*Extracted text:*
+ + + +

# best for cardio



## gary (Dec 24, 2013)

hi im a long distanced runner, any other runners here? whats your martial art? u see im planning to try taekwondo in the new year, it seems good for cardio yea and with those high kicks thats gotta make legs much stronger and may improve my running times.


----------



## Danny T (Dec 24, 2013)

It really comes down to how you train. Having done TKD and Muay Thai I believe Muay Thai would be far more advantageous for your cardio. Muay Thai is extremely anaerobic where as long distance running is aerobic for the finishing sprint you will need to increase your anaerobic endurance.


----------



## Dirty Dog (Dec 24, 2013)

If you are looking at a martial art as a way to improve your long distance running, you will likely be disappointed. Martial arts, with their emphasis on various forms of combat or sparring, are geared towards relatively short bursts of high speed - sprints, not the marathon.
That being said, there are plenty of other benefits from MA training.


----------



## donald1 (Dec 24, 2013)

A good thing to do is to train daily even if it's just thirty minutes a day it's good to have that energy so when you go to tae kwon doe for the first time you don't get overwhelmed it will also give a good first impression 

Secondly basic stretches are very important for those kicks you can do them at home, work anywhere really.  It's important because you will need to stay limber 

Yes there are many benefits from it best of luck with your chosen style


----------



## drewtoby (Jan 5, 2014)

I'm a runner! Usually just 5k distance each run though in the summer months. I do hapkido, and I must agree with Dirty Dog: running will benefit you in your chosen art, but your chosen art will not really benefit your running (unless if you run into danger, pun intended).


----------



## wingchun100 (Feb 7, 2014)

I have to agree with the other posters. Martial arts trains you for a stop-start rhythm...what is known as "broken rhythm." (I first heard that term from Bruce Lee, but I'm sure others used it before him.)


----------

+ + + +

*What you will do:*
A) In the forum thread, which martial art does drewtoby practice?
B) Edit the forum thread's passage that begins at the words "## Danny T (Dec" and stops after "Dog (Dec 24, 2013)", changing every "Muay Thai" to "kickboxing".

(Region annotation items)
+ + + +

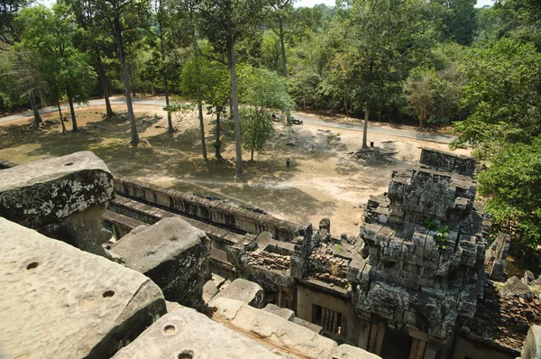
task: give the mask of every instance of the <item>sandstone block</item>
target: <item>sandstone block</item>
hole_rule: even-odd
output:
[[[337,345],[306,327],[278,316],[252,308],[239,300],[219,298],[213,300],[214,318],[272,345],[307,358],[331,358]]]
[[[375,354],[367,352],[366,350],[356,346],[343,344],[338,346],[336,354],[334,356],[336,359],[380,359],[381,357]]]
[[[161,317],[115,359],[283,358],[262,345],[185,307]]]
[[[165,314],[144,275],[0,218],[7,358],[107,358]]]
[[[58,223],[114,197],[111,171],[91,152],[2,170],[0,216],[31,228]]]
[[[233,281],[227,288],[216,294],[210,302],[214,304],[218,298],[235,299],[254,308],[261,308],[263,304],[263,289],[253,281],[239,278]]]
[[[541,359],[541,327],[530,327],[524,340],[520,358]]]
[[[179,217],[170,217],[130,233],[111,252],[126,267],[145,274],[161,288],[165,299],[203,306],[203,286],[210,240]]]
[[[263,310],[290,322],[292,322],[293,318],[295,318],[295,312],[293,310],[288,309],[287,308],[280,308],[279,306],[271,303],[267,304]]]
[[[503,298],[518,296],[525,299],[532,298],[532,290],[517,277],[509,278],[504,284],[500,295]]]

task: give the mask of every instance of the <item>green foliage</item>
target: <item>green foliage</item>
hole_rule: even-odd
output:
[[[471,56],[463,105],[472,114],[459,122],[455,146],[471,144],[488,157],[504,143],[528,143],[541,133],[541,54],[531,43],[501,39]]]
[[[541,244],[541,137],[531,144],[507,143],[479,175],[479,191],[487,197],[493,221],[518,229],[522,242]]]
[[[270,113],[263,108],[242,106],[239,117],[243,148],[252,152],[251,161],[253,161],[253,152],[263,151],[274,133]]]
[[[444,226],[437,229],[436,235],[434,235],[434,238],[436,239],[436,246],[445,251],[447,249],[447,243],[449,242],[449,228],[447,226]]]
[[[436,71],[414,69],[404,85],[409,106],[415,110],[422,129],[426,124],[448,124],[460,118],[463,78],[454,64]]]
[[[239,68],[239,99],[246,104],[241,108],[241,137],[243,147],[252,152],[264,150],[274,133],[272,110],[289,114],[294,106],[288,86],[276,72],[251,66]]]
[[[423,224],[429,231],[436,231],[439,227],[437,223],[433,222],[430,218],[425,218]]]
[[[447,243],[449,242],[449,227],[447,226],[440,226],[430,218],[425,218],[423,224],[429,231],[436,232],[434,235],[436,246],[443,251],[446,250]]]

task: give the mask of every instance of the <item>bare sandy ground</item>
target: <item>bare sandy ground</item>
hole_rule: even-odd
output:
[[[119,113],[124,106],[114,106]],[[133,149],[129,124],[101,118],[101,106],[79,108],[79,133],[60,133],[60,123],[40,131],[26,131],[31,119],[20,119],[0,125],[0,158],[25,163],[49,156],[76,151],[94,151],[114,173],[131,176],[159,186],[188,192],[217,196],[265,209],[280,218],[295,222],[307,220],[316,227],[323,217],[331,219],[334,235],[358,235],[362,224],[362,205],[371,195],[387,191],[393,170],[416,164],[421,148],[449,151],[445,144],[369,133],[369,141],[387,153],[385,161],[365,161],[351,158],[361,147],[362,133],[307,124],[286,127],[275,124],[276,133],[263,153],[243,156],[245,173],[234,176],[233,132],[223,124],[224,161],[212,159],[215,122],[205,116],[209,161],[201,156],[198,122],[195,112],[174,116],[174,134],[167,133],[166,114],[161,106],[134,106],[138,128],[143,144]],[[299,113],[300,114],[300,113]],[[65,113],[64,115],[68,114]],[[317,118],[314,115],[302,115]],[[58,114],[43,115],[58,119]],[[343,122],[339,119],[338,122]],[[66,122],[69,130],[71,124]],[[312,149],[313,145],[313,149]],[[468,150],[457,153],[469,154]],[[291,167],[286,168],[286,159]]]

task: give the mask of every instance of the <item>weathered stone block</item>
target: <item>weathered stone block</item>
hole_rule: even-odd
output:
[[[239,300],[254,308],[262,308],[263,293],[264,291],[261,285],[239,278],[233,281],[227,288],[216,294],[212,299],[211,304],[214,304],[219,298],[226,298]]]
[[[115,359],[283,358],[185,307],[161,317]],[[287,357],[287,356],[286,356]]]
[[[239,300],[219,298],[213,304],[217,308],[214,314],[216,320],[295,354],[331,358],[338,346],[331,339]]]
[[[334,356],[336,359],[379,359],[380,356],[375,354],[367,352],[366,350],[356,346],[343,344],[338,346],[336,354]]]
[[[209,251],[205,232],[179,217],[131,233],[111,249],[126,267],[154,281],[168,300],[197,308],[203,306]]]
[[[280,318],[283,318],[284,319],[292,322],[295,318],[295,312],[291,309],[288,309],[287,308],[280,308],[274,304],[269,303],[263,308],[264,311],[274,314]]]
[[[524,340],[520,358],[541,359],[541,327],[530,327]]]
[[[108,358],[166,307],[144,275],[0,218],[2,357]]]
[[[114,197],[111,171],[91,152],[2,170],[0,216],[27,227],[58,223]]]
[[[509,278],[504,284],[500,295],[503,298],[518,296],[526,299],[532,298],[532,290],[517,277]]]

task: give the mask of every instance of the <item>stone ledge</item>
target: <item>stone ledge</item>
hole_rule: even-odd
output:
[[[106,358],[165,314],[144,275],[0,217],[2,357]]]
[[[113,198],[111,171],[88,151],[2,170],[0,177],[0,216],[31,228]]]
[[[292,358],[181,307],[158,319],[114,359],[284,357]]]
[[[358,358],[359,353],[365,353],[362,349],[353,351],[346,347],[339,351],[335,341],[238,300],[219,298],[212,304],[216,308],[213,318],[217,321],[300,357],[330,359],[340,354],[339,358]],[[366,357],[379,358],[377,355]]]

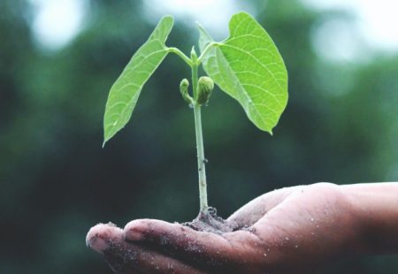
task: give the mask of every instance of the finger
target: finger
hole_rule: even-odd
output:
[[[91,228],[87,244],[101,253],[117,273],[201,273],[173,258],[125,241],[123,231],[113,225]]]
[[[228,217],[227,221],[237,230],[251,226],[293,192],[302,187],[302,186],[285,187],[266,193],[239,209]]]
[[[252,237],[252,239],[250,239]],[[178,224],[159,220],[132,221],[125,227],[125,239],[161,250],[163,253],[206,270],[226,270],[255,254],[255,236],[249,232],[218,235],[197,232]],[[244,243],[242,245],[242,243]]]

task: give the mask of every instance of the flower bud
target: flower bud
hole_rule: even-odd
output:
[[[192,103],[192,97],[189,96],[188,93],[189,81],[187,79],[183,79],[180,83],[180,92],[181,93],[182,98],[188,103]]]
[[[200,105],[205,104],[209,102],[211,92],[214,88],[214,82],[211,78],[203,76],[199,78],[197,82],[197,99],[196,103]]]

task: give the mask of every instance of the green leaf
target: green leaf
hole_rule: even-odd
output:
[[[172,24],[172,17],[162,18],[111,87],[103,117],[103,145],[128,122],[143,85],[166,57],[165,42]]]
[[[214,42],[199,27],[203,52]],[[250,121],[272,134],[287,103],[287,72],[282,57],[265,30],[245,12],[233,15],[229,37],[203,57],[205,72],[243,107]]]

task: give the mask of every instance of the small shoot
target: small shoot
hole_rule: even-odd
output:
[[[287,72],[270,35],[246,12],[229,22],[230,35],[214,42],[199,26],[198,57],[195,47],[190,57],[165,45],[173,19],[165,16],[149,40],[135,52],[111,88],[103,118],[103,145],[128,122],[143,85],[169,53],[179,56],[191,68],[191,83],[183,79],[180,92],[193,109],[196,136],[200,212],[208,209],[207,183],[201,108],[207,105],[215,84],[241,105],[249,119],[259,129],[272,128],[287,103]],[[199,78],[203,65],[207,75]],[[189,94],[189,87],[192,92]]]

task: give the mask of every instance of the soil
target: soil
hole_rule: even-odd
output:
[[[182,225],[188,226],[195,231],[222,234],[232,232],[241,229],[234,224],[223,219],[217,215],[215,208],[208,208],[207,211],[199,212],[199,215],[192,222],[183,223]]]

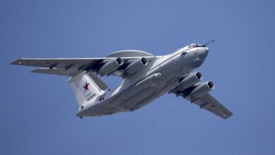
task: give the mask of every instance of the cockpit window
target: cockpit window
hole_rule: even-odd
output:
[[[202,45],[200,44],[192,44],[188,46],[188,48],[192,48],[192,47],[198,47],[201,46]]]

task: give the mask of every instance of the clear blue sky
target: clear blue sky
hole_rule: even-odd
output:
[[[0,154],[274,154],[274,1],[0,1]],[[79,119],[66,77],[18,58],[168,54],[192,42],[197,70],[234,115],[166,94],[131,113]],[[104,78],[111,87],[119,78]]]

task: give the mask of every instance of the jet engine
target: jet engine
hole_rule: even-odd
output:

+ + + +

*Expected responses:*
A) Hapkido.

B)
## Danny T (Dec 24, 2013)

It really comes down to how you train. Having done TKD and kickboxing I believe kickboxing would be far more advantageous for your cardio. kickboxing is extremely anaerobic where as long distance running is aerobic for the finishing sprint you will need to increase your anaerobic endurance.


----------



## Dirty Dog (Dec 24, 2013)